--- Start Provided material ---
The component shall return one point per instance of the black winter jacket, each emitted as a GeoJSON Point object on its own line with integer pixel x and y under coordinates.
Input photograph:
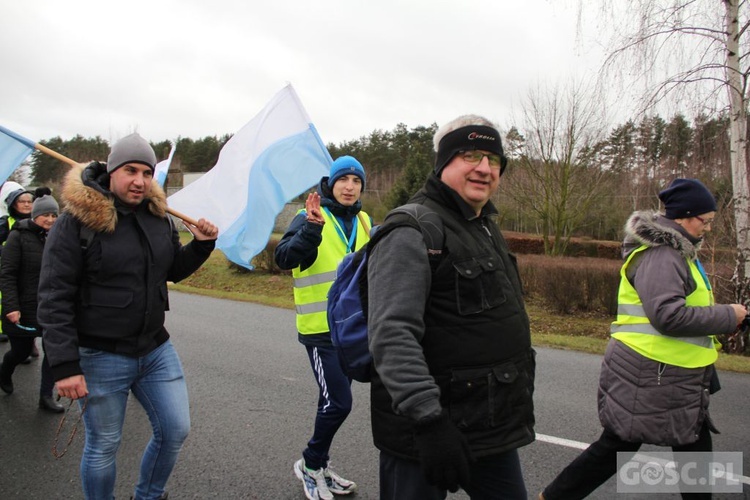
{"type": "Point", "coordinates": [19, 272]}
{"type": "Point", "coordinates": [113, 295]}
{"type": "Point", "coordinates": [456, 341]}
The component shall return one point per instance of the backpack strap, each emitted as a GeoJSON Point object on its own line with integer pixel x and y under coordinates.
{"type": "Point", "coordinates": [85, 237]}
{"type": "Point", "coordinates": [422, 218]}
{"type": "Point", "coordinates": [364, 221]}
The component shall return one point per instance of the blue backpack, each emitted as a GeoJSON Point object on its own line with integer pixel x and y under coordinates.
{"type": "Point", "coordinates": [347, 298]}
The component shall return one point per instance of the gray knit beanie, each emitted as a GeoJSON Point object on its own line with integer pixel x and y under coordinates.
{"type": "Point", "coordinates": [44, 205]}
{"type": "Point", "coordinates": [131, 149]}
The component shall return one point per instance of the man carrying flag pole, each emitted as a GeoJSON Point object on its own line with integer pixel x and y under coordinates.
{"type": "Point", "coordinates": [102, 302]}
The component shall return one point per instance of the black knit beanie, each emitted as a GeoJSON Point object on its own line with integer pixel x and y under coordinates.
{"type": "Point", "coordinates": [469, 138]}
{"type": "Point", "coordinates": [687, 198]}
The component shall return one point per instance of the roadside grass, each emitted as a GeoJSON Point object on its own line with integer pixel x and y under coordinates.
{"type": "Point", "coordinates": [579, 332]}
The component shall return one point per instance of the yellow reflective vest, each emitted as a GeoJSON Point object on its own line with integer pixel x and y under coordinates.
{"type": "Point", "coordinates": [311, 285]}
{"type": "Point", "coordinates": [634, 329]}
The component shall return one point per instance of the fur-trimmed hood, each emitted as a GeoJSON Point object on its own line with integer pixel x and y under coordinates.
{"type": "Point", "coordinates": [87, 197]}
{"type": "Point", "coordinates": [653, 229]}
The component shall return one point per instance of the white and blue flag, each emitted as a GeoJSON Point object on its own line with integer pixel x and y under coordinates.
{"type": "Point", "coordinates": [269, 161]}
{"type": "Point", "coordinates": [13, 151]}
{"type": "Point", "coordinates": [162, 168]}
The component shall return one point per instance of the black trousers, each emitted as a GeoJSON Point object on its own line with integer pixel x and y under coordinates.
{"type": "Point", "coordinates": [20, 349]}
{"type": "Point", "coordinates": [598, 463]}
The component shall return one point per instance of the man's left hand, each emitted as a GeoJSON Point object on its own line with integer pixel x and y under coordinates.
{"type": "Point", "coordinates": [204, 231]}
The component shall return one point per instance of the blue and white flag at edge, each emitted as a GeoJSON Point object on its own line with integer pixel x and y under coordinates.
{"type": "Point", "coordinates": [272, 159]}
{"type": "Point", "coordinates": [13, 151]}
{"type": "Point", "coordinates": [162, 168]}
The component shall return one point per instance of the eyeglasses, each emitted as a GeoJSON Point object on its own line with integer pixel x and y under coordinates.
{"type": "Point", "coordinates": [474, 158]}
{"type": "Point", "coordinates": [706, 222]}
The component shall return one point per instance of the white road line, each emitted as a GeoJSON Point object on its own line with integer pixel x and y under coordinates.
{"type": "Point", "coordinates": [578, 445]}
{"type": "Point", "coordinates": [568, 443]}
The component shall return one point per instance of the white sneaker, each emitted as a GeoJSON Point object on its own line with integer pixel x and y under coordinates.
{"type": "Point", "coordinates": [314, 482]}
{"type": "Point", "coordinates": [337, 484]}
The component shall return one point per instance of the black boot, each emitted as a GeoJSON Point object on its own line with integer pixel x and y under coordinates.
{"type": "Point", "coordinates": [48, 403]}
{"type": "Point", "coordinates": [6, 384]}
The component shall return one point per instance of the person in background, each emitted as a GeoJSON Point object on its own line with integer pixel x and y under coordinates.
{"type": "Point", "coordinates": [18, 202]}
{"type": "Point", "coordinates": [331, 226]}
{"type": "Point", "coordinates": [102, 301]}
{"type": "Point", "coordinates": [448, 343]}
{"type": "Point", "coordinates": [19, 281]}
{"type": "Point", "coordinates": [658, 369]}
{"type": "Point", "coordinates": [5, 190]}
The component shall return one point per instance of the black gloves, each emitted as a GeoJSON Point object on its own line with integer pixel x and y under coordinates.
{"type": "Point", "coordinates": [443, 453]}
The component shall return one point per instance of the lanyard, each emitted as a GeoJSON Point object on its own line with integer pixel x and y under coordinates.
{"type": "Point", "coordinates": [349, 242]}
{"type": "Point", "coordinates": [703, 273]}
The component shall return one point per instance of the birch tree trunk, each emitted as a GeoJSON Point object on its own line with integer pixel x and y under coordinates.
{"type": "Point", "coordinates": [738, 151]}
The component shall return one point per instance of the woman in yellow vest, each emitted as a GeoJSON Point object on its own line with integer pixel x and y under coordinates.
{"type": "Point", "coordinates": [18, 202]}
{"type": "Point", "coordinates": [658, 369]}
{"type": "Point", "coordinates": [331, 226]}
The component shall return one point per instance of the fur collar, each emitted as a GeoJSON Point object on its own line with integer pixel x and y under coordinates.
{"type": "Point", "coordinates": [652, 229]}
{"type": "Point", "coordinates": [93, 204]}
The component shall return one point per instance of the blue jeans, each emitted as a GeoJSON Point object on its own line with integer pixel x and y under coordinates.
{"type": "Point", "coordinates": [158, 383]}
{"type": "Point", "coordinates": [497, 477]}
{"type": "Point", "coordinates": [334, 403]}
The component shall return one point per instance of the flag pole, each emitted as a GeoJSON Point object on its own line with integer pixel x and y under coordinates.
{"type": "Point", "coordinates": [65, 159]}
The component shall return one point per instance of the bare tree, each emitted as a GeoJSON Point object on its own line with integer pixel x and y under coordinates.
{"type": "Point", "coordinates": [554, 177]}
{"type": "Point", "coordinates": [697, 53]}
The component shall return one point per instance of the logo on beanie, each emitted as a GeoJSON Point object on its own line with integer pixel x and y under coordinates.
{"type": "Point", "coordinates": [475, 135]}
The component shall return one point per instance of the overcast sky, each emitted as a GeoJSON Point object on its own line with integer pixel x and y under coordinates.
{"type": "Point", "coordinates": [193, 68]}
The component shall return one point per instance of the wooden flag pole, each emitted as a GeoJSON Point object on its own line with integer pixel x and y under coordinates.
{"type": "Point", "coordinates": [65, 159]}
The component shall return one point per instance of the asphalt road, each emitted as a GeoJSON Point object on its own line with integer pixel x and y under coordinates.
{"type": "Point", "coordinates": [252, 400]}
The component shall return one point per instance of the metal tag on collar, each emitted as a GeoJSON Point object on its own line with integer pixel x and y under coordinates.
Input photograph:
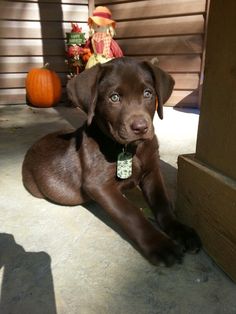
{"type": "Point", "coordinates": [124, 164]}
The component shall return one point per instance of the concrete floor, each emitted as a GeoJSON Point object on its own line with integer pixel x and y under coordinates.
{"type": "Point", "coordinates": [69, 260]}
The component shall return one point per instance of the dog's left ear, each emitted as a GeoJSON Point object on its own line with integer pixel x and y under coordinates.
{"type": "Point", "coordinates": [164, 84]}
{"type": "Point", "coordinates": [82, 90]}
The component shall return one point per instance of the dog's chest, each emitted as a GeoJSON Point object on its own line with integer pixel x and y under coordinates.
{"type": "Point", "coordinates": [102, 168]}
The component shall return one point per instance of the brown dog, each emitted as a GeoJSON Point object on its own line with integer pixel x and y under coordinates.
{"type": "Point", "coordinates": [119, 98]}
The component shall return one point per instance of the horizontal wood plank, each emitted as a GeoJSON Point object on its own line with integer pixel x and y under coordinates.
{"type": "Point", "coordinates": [32, 47]}
{"type": "Point", "coordinates": [183, 99]}
{"type": "Point", "coordinates": [26, 29]}
{"type": "Point", "coordinates": [162, 45]}
{"type": "Point", "coordinates": [17, 80]}
{"type": "Point", "coordinates": [18, 96]}
{"type": "Point", "coordinates": [186, 81]}
{"type": "Point", "coordinates": [155, 8]}
{"type": "Point", "coordinates": [42, 11]}
{"type": "Point", "coordinates": [59, 1]}
{"type": "Point", "coordinates": [24, 64]}
{"type": "Point", "coordinates": [187, 63]}
{"type": "Point", "coordinates": [183, 25]}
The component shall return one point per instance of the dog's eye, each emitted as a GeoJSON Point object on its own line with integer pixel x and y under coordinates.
{"type": "Point", "coordinates": [147, 93]}
{"type": "Point", "coordinates": [115, 97]}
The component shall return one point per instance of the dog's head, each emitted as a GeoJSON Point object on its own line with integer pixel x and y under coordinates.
{"type": "Point", "coordinates": [122, 96]}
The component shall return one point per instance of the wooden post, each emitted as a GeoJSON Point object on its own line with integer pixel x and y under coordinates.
{"type": "Point", "coordinates": [207, 180]}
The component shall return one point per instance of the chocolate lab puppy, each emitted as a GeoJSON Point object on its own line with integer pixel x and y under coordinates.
{"type": "Point", "coordinates": [115, 150]}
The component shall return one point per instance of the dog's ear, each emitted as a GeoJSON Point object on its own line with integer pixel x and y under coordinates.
{"type": "Point", "coordinates": [164, 84]}
{"type": "Point", "coordinates": [82, 90]}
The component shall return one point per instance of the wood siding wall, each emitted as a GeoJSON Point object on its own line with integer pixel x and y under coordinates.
{"type": "Point", "coordinates": [170, 30]}
{"type": "Point", "coordinates": [31, 34]}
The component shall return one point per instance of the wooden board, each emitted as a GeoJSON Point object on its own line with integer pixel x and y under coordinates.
{"type": "Point", "coordinates": [191, 44]}
{"type": "Point", "coordinates": [16, 10]}
{"type": "Point", "coordinates": [207, 202]}
{"type": "Point", "coordinates": [155, 8]}
{"type": "Point", "coordinates": [183, 25]}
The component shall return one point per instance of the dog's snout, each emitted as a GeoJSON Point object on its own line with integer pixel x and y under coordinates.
{"type": "Point", "coordinates": [139, 125]}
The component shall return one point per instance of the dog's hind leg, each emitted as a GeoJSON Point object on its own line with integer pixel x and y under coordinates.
{"type": "Point", "coordinates": [30, 183]}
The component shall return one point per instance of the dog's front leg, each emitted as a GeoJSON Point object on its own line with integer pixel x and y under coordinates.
{"type": "Point", "coordinates": [154, 244]}
{"type": "Point", "coordinates": [155, 193]}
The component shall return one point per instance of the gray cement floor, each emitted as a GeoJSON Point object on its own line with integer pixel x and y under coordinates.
{"type": "Point", "coordinates": [70, 260]}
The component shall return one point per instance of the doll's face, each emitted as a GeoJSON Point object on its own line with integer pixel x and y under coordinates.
{"type": "Point", "coordinates": [100, 29]}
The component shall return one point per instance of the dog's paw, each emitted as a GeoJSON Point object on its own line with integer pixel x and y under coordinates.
{"type": "Point", "coordinates": [185, 236]}
{"type": "Point", "coordinates": [167, 252]}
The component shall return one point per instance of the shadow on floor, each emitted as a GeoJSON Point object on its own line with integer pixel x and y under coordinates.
{"type": "Point", "coordinates": [27, 283]}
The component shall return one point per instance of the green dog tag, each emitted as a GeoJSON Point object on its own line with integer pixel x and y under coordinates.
{"type": "Point", "coordinates": [124, 165]}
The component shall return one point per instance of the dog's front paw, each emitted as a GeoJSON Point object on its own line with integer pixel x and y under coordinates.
{"type": "Point", "coordinates": [185, 236]}
{"type": "Point", "coordinates": [167, 251]}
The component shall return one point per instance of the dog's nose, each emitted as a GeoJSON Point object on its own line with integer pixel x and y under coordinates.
{"type": "Point", "coordinates": [139, 126]}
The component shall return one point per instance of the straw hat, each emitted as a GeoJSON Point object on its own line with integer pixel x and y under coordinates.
{"type": "Point", "coordinates": [102, 17]}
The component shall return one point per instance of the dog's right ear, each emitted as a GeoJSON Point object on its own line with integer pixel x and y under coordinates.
{"type": "Point", "coordinates": [82, 90]}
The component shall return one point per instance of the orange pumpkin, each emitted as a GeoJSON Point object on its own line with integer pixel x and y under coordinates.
{"type": "Point", "coordinates": [43, 87]}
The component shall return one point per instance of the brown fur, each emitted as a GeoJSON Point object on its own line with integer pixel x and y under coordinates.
{"type": "Point", "coordinates": [72, 168]}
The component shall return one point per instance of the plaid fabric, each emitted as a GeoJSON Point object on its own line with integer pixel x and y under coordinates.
{"type": "Point", "coordinates": [101, 44]}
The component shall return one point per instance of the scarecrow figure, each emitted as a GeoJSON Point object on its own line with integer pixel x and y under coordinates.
{"type": "Point", "coordinates": [101, 42]}
{"type": "Point", "coordinates": [77, 54]}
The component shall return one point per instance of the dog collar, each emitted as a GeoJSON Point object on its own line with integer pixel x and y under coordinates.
{"type": "Point", "coordinates": [124, 164]}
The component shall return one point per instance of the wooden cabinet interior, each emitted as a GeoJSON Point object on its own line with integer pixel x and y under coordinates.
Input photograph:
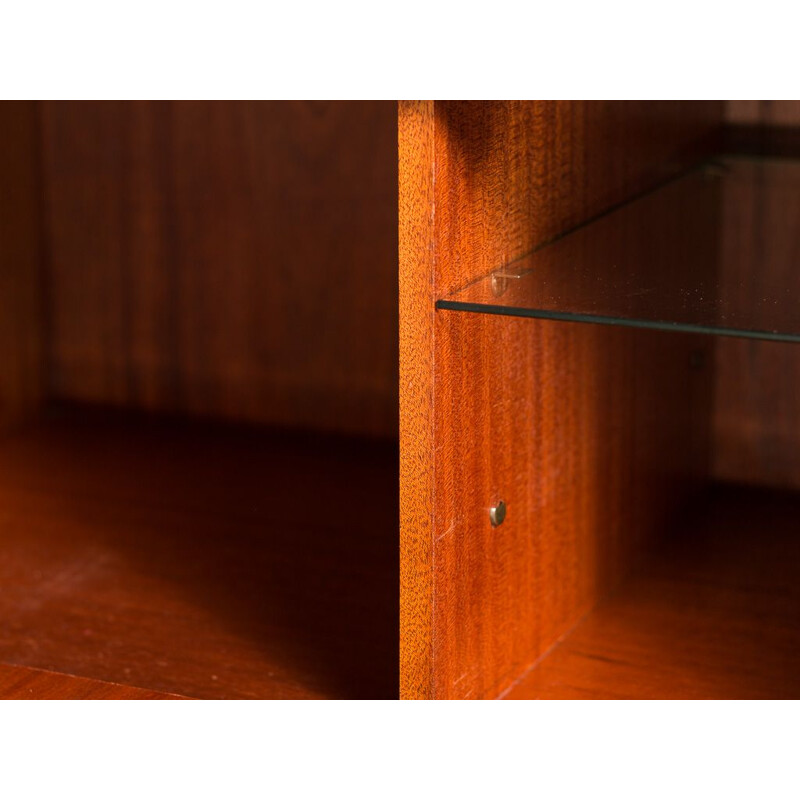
{"type": "Point", "coordinates": [198, 373]}
{"type": "Point", "coordinates": [199, 400]}
{"type": "Point", "coordinates": [599, 440]}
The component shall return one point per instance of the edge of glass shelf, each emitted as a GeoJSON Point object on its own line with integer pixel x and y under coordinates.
{"type": "Point", "coordinates": [452, 303]}
{"type": "Point", "coordinates": [623, 322]}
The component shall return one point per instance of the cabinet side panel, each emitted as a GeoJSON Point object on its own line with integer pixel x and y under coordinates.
{"type": "Point", "coordinates": [417, 441]}
{"type": "Point", "coordinates": [591, 435]}
{"type": "Point", "coordinates": [21, 368]}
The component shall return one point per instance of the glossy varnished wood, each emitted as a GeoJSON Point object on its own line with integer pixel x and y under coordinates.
{"type": "Point", "coordinates": [21, 354]}
{"type": "Point", "coordinates": [416, 199]}
{"type": "Point", "coordinates": [590, 436]}
{"type": "Point", "coordinates": [209, 562]}
{"type": "Point", "coordinates": [757, 384]}
{"type": "Point", "coordinates": [716, 614]}
{"type": "Point", "coordinates": [23, 683]}
{"type": "Point", "coordinates": [225, 259]}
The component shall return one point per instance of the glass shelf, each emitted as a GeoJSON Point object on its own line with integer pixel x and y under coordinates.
{"type": "Point", "coordinates": [716, 251]}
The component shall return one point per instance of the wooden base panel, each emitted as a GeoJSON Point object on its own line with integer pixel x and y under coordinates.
{"type": "Point", "coordinates": [716, 615]}
{"type": "Point", "coordinates": [205, 561]}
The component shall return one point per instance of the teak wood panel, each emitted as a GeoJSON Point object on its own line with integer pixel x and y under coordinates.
{"type": "Point", "coordinates": [763, 112]}
{"type": "Point", "coordinates": [228, 259]}
{"type": "Point", "coordinates": [757, 384]}
{"type": "Point", "coordinates": [590, 435]}
{"type": "Point", "coordinates": [21, 357]}
{"type": "Point", "coordinates": [714, 615]}
{"type": "Point", "coordinates": [23, 683]}
{"type": "Point", "coordinates": [200, 559]}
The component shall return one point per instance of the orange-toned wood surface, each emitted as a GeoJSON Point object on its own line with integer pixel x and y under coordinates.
{"type": "Point", "coordinates": [590, 435]}
{"type": "Point", "coordinates": [21, 357]}
{"type": "Point", "coordinates": [207, 561]}
{"type": "Point", "coordinates": [23, 683]}
{"type": "Point", "coordinates": [763, 112]}
{"type": "Point", "coordinates": [416, 198]}
{"type": "Point", "coordinates": [757, 384]}
{"type": "Point", "coordinates": [226, 259]}
{"type": "Point", "coordinates": [715, 615]}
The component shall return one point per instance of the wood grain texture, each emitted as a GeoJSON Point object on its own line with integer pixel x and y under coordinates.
{"type": "Point", "coordinates": [417, 440]}
{"type": "Point", "coordinates": [591, 436]}
{"type": "Point", "coordinates": [757, 384]}
{"type": "Point", "coordinates": [21, 354]}
{"type": "Point", "coordinates": [23, 683]}
{"type": "Point", "coordinates": [716, 615]}
{"type": "Point", "coordinates": [206, 561]}
{"type": "Point", "coordinates": [225, 259]}
{"type": "Point", "coordinates": [763, 112]}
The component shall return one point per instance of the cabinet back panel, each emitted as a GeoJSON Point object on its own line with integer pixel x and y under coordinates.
{"type": "Point", "coordinates": [591, 435]}
{"type": "Point", "coordinates": [21, 356]}
{"type": "Point", "coordinates": [224, 258]}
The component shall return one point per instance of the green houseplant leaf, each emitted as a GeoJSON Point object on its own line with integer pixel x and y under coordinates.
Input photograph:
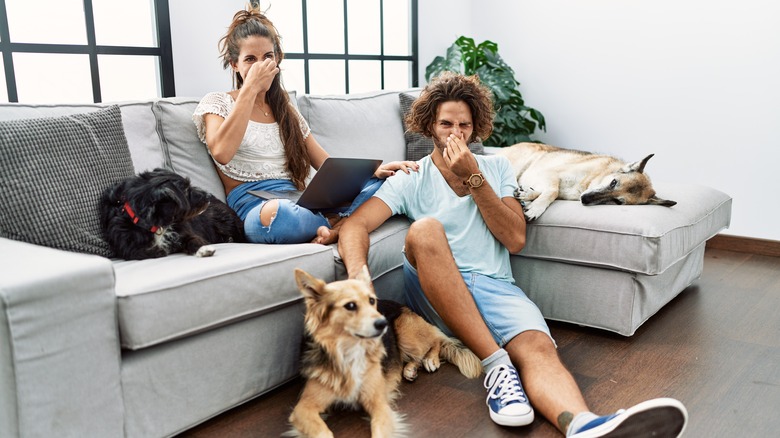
{"type": "Point", "coordinates": [515, 122]}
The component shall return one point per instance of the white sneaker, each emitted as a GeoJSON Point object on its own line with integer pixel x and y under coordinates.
{"type": "Point", "coordinates": [506, 400]}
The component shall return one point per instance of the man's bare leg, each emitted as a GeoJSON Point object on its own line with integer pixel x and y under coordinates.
{"type": "Point", "coordinates": [428, 251]}
{"type": "Point", "coordinates": [549, 384]}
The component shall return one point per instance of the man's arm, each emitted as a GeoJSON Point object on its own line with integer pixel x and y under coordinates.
{"type": "Point", "coordinates": [353, 235]}
{"type": "Point", "coordinates": [504, 217]}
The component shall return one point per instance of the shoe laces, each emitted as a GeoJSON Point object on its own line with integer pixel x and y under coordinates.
{"type": "Point", "coordinates": [503, 383]}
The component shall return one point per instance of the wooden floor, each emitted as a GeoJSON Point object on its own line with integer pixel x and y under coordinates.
{"type": "Point", "coordinates": [716, 347]}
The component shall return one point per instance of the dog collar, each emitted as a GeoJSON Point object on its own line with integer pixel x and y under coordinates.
{"type": "Point", "coordinates": [129, 210]}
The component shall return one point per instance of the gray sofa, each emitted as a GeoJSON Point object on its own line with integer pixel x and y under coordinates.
{"type": "Point", "coordinates": [97, 346]}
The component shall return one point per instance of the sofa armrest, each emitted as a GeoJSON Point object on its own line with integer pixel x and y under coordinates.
{"type": "Point", "coordinates": [59, 344]}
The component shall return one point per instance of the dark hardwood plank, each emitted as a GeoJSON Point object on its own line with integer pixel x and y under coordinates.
{"type": "Point", "coordinates": [715, 347]}
{"type": "Point", "coordinates": [745, 244]}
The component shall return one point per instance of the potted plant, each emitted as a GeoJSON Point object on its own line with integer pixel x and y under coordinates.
{"type": "Point", "coordinates": [514, 122]}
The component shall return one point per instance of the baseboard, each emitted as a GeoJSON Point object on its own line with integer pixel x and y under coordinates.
{"type": "Point", "coordinates": [745, 244]}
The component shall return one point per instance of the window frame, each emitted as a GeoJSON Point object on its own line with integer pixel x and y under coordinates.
{"type": "Point", "coordinates": [306, 56]}
{"type": "Point", "coordinates": [164, 50]}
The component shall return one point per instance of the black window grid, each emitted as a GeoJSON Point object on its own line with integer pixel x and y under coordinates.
{"type": "Point", "coordinates": [164, 51]}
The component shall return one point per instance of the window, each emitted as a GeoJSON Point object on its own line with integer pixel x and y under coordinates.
{"type": "Point", "coordinates": [85, 50]}
{"type": "Point", "coordinates": [347, 46]}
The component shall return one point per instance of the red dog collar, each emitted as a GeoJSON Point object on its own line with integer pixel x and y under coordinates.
{"type": "Point", "coordinates": [129, 210]}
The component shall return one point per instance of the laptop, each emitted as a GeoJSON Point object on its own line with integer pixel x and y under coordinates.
{"type": "Point", "coordinates": [335, 185]}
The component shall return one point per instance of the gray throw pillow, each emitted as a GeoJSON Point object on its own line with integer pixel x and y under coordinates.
{"type": "Point", "coordinates": [417, 145]}
{"type": "Point", "coordinates": [52, 173]}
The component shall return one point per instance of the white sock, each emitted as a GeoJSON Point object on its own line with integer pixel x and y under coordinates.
{"type": "Point", "coordinates": [499, 357]}
{"type": "Point", "coordinates": [580, 420]}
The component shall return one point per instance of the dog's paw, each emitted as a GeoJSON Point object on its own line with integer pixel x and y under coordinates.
{"type": "Point", "coordinates": [533, 211]}
{"type": "Point", "coordinates": [431, 362]}
{"type": "Point", "coordinates": [410, 371]}
{"type": "Point", "coordinates": [525, 194]}
{"type": "Point", "coordinates": [205, 251]}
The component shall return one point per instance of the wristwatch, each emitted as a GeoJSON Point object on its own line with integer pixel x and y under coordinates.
--- End Provided material ---
▶ Given task: Show every line of the records above that contains the string "edge", copying each one in full. Case counts.

▶ Exercise result:
The component shall return one point per instance of the blue and white flag at edge, each emitted as a GeoJSON Point object on its own line with integer pixel x and y under coordinates.
The component shall return one point per instance of the edge of glass shelf, each emitted as a GeoJSON Point object on its own line with integer pixel x and y under coordinates.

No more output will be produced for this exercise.